Problem to solve:
If a line in the listing below contains "wooden", return that line.
|---|
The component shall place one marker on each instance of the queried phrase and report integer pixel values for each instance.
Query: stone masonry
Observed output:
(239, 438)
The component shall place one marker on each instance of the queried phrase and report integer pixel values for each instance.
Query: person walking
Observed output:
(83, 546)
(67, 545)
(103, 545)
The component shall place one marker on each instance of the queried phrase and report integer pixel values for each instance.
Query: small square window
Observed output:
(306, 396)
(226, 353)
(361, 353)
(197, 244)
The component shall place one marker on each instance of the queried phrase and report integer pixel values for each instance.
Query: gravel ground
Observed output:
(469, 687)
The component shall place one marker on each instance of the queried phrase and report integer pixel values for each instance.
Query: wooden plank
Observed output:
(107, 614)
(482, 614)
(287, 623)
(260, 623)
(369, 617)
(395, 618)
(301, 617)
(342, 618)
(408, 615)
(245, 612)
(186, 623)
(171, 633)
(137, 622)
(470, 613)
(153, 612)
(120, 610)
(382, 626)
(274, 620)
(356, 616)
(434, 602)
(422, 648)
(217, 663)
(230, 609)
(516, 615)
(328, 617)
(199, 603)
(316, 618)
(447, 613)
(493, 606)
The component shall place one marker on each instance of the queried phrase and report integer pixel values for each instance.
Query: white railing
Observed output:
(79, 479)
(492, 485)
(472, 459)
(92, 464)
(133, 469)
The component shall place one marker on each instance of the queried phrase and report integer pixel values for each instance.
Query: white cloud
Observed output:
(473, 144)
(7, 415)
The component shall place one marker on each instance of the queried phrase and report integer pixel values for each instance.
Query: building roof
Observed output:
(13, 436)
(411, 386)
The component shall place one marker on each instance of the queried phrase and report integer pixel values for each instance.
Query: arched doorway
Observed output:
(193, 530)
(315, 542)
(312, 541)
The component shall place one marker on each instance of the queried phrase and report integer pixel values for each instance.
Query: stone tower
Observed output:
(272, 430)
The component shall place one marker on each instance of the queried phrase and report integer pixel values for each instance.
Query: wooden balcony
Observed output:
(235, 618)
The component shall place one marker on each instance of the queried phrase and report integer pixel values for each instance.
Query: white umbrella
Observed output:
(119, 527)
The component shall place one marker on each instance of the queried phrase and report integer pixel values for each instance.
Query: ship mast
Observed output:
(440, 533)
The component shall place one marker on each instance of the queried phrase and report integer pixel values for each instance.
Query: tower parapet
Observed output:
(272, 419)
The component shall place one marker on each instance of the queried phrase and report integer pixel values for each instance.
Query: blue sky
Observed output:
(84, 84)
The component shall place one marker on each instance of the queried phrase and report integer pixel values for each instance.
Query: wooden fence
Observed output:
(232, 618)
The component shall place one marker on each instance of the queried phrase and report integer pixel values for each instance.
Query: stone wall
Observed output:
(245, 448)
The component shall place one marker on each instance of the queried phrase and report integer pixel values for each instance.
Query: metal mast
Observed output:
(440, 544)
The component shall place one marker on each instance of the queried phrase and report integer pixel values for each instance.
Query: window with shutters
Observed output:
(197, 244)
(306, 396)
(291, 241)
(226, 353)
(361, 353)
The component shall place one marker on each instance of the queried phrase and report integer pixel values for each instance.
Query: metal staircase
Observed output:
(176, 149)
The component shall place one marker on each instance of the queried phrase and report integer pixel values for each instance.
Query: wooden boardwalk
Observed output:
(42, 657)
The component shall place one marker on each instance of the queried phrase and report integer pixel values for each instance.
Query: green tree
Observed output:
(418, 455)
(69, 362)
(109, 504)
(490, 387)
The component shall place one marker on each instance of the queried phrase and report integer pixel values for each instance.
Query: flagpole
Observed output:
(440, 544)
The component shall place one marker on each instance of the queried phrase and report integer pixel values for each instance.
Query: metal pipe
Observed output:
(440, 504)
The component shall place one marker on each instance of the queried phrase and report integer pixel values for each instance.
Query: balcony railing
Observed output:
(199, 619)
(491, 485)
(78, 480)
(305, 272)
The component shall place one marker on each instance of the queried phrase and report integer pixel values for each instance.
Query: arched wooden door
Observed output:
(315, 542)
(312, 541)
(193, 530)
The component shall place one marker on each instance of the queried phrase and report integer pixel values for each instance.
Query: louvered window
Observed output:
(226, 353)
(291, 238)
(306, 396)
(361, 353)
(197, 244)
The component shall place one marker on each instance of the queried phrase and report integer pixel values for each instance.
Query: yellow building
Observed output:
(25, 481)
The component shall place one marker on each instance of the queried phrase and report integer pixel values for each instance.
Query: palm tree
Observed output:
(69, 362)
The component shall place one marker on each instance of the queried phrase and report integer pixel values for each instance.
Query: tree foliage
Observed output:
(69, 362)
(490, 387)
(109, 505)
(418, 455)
|---|
Solution for this exercise:
Query: wooden plank
Query: wooden balcony
Query: wooden fence
Query: wooden boardwalk
Query: arched wooden door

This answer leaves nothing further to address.